| Written request |
Put the entries starting with the line containing "For each instance of the white cabinet, drop" and going on through the end of the entries into a two-column CSV with the columns text and answer. Give one row per entry, with each field quoted and any line breaks replaced by spaces.

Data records
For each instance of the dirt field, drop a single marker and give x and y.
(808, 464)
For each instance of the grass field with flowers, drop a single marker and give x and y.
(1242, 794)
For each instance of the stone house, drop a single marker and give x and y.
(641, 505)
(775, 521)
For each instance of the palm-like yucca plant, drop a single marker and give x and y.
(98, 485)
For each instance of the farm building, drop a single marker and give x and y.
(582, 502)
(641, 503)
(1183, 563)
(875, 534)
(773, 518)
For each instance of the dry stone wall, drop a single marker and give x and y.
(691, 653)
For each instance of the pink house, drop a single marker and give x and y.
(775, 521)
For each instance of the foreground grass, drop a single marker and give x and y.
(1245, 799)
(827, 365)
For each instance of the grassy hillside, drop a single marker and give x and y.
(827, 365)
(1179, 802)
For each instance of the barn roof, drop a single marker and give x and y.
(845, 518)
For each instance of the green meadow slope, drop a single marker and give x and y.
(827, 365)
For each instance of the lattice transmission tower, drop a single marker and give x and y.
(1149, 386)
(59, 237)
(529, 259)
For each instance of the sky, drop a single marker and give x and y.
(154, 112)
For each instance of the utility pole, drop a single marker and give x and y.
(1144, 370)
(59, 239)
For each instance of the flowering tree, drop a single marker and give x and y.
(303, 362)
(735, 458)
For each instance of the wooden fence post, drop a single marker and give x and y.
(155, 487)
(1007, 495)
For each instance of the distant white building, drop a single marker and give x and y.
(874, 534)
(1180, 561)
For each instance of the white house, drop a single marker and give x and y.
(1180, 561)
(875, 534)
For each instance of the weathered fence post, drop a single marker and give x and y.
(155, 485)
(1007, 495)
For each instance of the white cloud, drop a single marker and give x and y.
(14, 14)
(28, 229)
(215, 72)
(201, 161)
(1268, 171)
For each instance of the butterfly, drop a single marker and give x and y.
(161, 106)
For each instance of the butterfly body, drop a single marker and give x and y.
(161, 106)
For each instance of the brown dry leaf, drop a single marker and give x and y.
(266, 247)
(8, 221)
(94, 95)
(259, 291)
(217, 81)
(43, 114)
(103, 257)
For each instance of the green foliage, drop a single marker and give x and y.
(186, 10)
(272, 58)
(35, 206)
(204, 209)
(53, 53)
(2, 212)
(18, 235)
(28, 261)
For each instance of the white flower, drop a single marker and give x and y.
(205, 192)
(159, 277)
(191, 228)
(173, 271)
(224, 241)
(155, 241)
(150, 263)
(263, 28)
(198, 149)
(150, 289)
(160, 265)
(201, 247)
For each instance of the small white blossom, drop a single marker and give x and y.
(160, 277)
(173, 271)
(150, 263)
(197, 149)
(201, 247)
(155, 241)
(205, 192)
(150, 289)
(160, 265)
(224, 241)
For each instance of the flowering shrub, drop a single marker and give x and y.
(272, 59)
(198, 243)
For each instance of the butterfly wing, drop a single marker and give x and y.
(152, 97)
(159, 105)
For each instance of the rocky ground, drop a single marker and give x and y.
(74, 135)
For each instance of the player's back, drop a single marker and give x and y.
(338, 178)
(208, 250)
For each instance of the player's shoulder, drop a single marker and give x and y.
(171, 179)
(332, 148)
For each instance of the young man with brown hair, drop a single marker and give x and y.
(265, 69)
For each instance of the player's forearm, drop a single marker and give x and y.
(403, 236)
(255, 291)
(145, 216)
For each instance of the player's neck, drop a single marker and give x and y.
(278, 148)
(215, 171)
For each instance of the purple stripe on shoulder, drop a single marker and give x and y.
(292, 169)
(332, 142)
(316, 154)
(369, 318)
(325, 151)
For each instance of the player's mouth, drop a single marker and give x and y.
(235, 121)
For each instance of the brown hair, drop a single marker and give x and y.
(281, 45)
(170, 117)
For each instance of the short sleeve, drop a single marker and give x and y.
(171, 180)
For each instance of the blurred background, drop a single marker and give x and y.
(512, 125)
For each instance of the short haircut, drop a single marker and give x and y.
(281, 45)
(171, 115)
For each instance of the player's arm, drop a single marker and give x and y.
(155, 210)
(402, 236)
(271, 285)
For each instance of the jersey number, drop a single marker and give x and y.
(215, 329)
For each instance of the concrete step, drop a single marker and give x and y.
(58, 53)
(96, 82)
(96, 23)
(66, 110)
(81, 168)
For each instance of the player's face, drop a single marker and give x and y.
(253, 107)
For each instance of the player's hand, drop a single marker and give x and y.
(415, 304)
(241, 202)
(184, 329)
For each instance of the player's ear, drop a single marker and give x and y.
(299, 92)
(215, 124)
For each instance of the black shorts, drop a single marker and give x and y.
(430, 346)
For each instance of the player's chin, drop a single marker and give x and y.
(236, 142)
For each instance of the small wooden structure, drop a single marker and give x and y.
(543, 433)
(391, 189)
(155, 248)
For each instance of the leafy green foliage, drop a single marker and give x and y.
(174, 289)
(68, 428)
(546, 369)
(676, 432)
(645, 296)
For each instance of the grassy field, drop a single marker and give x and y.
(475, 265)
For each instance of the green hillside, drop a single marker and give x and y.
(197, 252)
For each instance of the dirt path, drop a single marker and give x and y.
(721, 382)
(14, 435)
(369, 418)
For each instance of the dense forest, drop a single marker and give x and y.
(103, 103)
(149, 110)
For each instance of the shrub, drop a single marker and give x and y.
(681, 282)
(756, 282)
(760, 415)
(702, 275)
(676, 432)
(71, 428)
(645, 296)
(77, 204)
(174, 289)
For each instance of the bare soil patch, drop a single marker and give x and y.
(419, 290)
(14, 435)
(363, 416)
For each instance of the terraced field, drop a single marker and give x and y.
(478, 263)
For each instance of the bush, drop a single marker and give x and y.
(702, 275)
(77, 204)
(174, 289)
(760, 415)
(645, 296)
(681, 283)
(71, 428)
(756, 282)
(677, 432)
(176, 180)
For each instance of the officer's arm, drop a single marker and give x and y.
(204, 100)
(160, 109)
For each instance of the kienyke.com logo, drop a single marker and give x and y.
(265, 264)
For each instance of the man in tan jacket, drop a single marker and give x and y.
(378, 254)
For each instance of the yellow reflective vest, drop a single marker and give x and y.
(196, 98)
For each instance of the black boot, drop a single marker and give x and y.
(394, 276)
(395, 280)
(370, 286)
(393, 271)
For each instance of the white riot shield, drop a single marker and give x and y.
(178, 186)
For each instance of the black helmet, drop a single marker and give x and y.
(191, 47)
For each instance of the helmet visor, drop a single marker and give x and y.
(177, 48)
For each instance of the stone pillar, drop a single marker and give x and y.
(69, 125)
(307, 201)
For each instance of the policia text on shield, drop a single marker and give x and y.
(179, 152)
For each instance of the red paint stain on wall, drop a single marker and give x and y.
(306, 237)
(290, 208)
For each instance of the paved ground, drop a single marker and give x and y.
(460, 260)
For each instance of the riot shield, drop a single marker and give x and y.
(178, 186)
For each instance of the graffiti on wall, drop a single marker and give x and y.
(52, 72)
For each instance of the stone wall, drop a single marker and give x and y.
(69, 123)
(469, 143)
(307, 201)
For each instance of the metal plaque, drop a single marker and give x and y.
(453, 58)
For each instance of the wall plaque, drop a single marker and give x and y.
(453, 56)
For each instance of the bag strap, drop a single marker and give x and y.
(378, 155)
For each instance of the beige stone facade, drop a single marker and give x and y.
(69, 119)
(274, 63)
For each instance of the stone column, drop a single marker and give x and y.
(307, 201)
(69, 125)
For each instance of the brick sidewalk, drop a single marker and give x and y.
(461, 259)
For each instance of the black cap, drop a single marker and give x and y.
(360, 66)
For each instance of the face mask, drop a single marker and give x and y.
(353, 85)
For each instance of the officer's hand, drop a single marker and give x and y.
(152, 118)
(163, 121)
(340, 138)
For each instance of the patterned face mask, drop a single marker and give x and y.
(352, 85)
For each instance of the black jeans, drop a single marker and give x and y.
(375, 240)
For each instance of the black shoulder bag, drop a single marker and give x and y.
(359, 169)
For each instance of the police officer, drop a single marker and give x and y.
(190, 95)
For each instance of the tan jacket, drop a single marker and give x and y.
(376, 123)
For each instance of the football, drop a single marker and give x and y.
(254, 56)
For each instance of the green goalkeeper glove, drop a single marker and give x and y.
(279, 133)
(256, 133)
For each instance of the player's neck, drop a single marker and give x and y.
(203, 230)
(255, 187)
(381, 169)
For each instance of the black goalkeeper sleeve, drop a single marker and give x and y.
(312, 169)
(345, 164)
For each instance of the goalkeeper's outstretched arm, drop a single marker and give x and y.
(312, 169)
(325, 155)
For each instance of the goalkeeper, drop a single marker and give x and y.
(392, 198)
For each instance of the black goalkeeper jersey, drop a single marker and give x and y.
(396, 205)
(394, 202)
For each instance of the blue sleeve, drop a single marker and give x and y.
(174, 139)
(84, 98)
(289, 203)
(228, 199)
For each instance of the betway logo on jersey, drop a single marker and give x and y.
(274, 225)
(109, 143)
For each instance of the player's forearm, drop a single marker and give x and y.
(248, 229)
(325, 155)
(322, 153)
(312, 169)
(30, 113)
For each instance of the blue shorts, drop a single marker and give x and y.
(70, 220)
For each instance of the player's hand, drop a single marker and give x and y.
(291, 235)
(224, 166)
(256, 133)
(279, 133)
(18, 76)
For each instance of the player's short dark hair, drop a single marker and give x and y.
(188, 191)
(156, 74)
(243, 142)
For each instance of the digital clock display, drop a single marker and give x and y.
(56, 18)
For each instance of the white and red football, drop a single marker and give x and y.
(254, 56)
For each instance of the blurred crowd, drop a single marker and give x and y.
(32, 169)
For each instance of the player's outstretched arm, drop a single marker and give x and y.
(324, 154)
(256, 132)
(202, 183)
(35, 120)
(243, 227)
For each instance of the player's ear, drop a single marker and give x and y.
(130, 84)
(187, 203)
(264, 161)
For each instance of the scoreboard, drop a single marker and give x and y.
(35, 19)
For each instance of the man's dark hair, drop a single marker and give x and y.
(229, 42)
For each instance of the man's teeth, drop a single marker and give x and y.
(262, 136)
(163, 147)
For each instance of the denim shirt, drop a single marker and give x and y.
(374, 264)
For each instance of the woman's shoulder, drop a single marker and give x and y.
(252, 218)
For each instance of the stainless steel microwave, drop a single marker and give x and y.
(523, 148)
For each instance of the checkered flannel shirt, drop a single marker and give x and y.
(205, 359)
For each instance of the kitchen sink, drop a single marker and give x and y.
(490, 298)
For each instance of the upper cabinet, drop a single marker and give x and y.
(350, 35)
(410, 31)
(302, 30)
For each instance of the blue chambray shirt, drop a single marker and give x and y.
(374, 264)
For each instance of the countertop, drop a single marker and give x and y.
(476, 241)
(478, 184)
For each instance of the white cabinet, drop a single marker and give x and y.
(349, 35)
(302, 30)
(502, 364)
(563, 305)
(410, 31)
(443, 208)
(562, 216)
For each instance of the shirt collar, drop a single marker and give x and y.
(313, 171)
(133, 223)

| Response |
text,answer
"For each instance of the white cabinet, drop a single marker and give x and y.","(349, 35) (302, 30) (502, 364) (563, 305) (410, 31) (443, 208) (562, 216)"
"For each instance of the shirt collar, drop a single marker and give x and y.","(313, 171) (133, 223)"